Identify every line in the records below that contains the string "lamp", and copy each one.

[Extracted records]
____

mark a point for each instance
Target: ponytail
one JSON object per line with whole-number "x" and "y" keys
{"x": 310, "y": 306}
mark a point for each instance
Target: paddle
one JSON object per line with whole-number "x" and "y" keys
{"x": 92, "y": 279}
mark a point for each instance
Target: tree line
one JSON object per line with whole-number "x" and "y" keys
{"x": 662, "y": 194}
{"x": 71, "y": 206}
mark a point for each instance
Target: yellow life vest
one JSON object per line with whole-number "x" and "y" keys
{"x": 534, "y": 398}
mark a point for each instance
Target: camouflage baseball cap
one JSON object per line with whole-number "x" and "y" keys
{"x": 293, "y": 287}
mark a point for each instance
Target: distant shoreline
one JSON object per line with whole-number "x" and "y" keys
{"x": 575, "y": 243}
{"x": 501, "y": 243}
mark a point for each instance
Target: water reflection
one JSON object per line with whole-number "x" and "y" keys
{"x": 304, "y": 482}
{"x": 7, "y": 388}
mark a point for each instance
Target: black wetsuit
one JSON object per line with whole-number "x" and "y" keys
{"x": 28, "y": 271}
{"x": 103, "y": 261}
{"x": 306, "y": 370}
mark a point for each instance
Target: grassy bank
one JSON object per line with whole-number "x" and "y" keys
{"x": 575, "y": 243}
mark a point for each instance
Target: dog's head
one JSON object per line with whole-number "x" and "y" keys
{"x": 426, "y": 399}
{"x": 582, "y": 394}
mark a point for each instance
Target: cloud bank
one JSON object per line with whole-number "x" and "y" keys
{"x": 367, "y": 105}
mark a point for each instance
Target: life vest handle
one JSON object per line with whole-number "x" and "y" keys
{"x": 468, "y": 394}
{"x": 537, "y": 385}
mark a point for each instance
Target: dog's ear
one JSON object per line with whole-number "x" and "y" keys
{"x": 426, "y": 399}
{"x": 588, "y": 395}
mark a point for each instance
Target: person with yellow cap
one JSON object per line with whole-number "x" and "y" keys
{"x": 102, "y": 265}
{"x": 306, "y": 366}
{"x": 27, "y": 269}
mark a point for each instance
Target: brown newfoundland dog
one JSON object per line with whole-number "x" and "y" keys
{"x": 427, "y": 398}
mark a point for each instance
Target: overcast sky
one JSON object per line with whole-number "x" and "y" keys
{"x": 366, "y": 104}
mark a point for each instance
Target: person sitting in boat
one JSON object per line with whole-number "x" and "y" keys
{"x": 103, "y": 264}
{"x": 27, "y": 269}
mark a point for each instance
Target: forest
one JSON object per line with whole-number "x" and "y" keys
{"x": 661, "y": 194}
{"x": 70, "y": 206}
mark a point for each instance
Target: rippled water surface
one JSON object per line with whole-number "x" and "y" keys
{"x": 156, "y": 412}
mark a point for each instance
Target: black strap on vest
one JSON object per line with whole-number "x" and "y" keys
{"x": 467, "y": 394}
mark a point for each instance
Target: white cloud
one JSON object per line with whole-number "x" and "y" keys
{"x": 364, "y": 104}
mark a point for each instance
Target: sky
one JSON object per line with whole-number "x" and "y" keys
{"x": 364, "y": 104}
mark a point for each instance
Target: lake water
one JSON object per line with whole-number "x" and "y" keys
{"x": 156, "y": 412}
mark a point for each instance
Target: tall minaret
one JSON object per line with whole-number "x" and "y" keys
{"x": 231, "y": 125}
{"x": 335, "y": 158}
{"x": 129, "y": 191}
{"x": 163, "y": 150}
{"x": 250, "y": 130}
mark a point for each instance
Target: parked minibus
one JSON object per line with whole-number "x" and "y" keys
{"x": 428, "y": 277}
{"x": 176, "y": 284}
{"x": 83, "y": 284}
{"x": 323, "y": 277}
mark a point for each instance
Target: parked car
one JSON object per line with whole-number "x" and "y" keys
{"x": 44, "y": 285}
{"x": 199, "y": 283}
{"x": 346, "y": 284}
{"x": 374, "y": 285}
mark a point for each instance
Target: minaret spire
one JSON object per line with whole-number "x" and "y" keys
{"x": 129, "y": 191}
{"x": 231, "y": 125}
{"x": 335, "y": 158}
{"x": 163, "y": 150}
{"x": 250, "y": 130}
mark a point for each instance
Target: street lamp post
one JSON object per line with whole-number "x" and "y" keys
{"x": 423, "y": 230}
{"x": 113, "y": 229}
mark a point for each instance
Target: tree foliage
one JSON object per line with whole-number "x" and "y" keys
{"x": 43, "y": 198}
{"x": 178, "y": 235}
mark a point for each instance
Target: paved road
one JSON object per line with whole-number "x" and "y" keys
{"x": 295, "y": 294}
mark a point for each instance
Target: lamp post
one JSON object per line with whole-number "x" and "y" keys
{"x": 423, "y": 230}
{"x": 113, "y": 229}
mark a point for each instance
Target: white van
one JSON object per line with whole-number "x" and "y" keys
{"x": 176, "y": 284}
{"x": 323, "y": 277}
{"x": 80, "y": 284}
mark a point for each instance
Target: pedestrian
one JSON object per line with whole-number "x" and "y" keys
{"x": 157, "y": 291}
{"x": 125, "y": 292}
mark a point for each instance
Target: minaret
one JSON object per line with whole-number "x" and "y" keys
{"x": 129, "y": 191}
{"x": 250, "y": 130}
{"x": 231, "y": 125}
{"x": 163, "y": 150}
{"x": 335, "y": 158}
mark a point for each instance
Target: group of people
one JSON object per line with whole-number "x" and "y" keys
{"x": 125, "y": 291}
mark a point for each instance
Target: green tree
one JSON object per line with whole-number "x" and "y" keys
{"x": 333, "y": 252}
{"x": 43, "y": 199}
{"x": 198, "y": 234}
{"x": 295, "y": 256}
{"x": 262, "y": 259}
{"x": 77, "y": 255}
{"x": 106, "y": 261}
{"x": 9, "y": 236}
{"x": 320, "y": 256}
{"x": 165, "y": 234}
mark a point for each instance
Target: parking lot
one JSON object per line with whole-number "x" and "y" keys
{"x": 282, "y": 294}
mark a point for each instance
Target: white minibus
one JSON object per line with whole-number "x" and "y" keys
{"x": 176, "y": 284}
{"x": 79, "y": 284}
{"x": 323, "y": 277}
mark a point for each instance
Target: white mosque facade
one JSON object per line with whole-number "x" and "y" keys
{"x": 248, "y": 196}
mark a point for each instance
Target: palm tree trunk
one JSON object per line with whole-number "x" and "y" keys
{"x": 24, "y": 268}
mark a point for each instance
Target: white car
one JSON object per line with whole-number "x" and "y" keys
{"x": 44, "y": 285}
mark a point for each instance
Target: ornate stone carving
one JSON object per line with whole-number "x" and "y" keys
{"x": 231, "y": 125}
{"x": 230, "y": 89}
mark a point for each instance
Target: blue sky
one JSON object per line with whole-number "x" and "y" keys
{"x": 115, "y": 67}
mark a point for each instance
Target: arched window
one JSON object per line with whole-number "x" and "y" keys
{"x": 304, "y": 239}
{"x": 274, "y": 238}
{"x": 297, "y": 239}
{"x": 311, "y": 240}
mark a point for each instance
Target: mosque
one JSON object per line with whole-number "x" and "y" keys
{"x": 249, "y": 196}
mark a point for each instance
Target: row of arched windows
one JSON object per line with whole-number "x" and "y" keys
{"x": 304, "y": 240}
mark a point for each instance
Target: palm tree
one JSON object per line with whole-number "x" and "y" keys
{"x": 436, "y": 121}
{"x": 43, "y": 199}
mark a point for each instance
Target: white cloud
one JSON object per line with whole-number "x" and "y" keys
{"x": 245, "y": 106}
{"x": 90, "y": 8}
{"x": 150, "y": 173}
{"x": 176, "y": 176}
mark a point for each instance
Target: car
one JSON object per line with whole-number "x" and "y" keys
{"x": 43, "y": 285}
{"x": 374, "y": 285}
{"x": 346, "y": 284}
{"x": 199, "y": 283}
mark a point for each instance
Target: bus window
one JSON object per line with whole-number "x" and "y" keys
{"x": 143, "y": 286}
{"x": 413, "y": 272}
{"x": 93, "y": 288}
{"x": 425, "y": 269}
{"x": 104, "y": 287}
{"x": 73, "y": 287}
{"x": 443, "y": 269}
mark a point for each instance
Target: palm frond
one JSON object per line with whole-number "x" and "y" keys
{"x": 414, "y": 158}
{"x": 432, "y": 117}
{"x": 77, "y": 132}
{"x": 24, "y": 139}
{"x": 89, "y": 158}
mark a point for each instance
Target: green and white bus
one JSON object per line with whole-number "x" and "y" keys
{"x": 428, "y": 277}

____

→ Finished task:
Target: street lamp post
Target: lamp post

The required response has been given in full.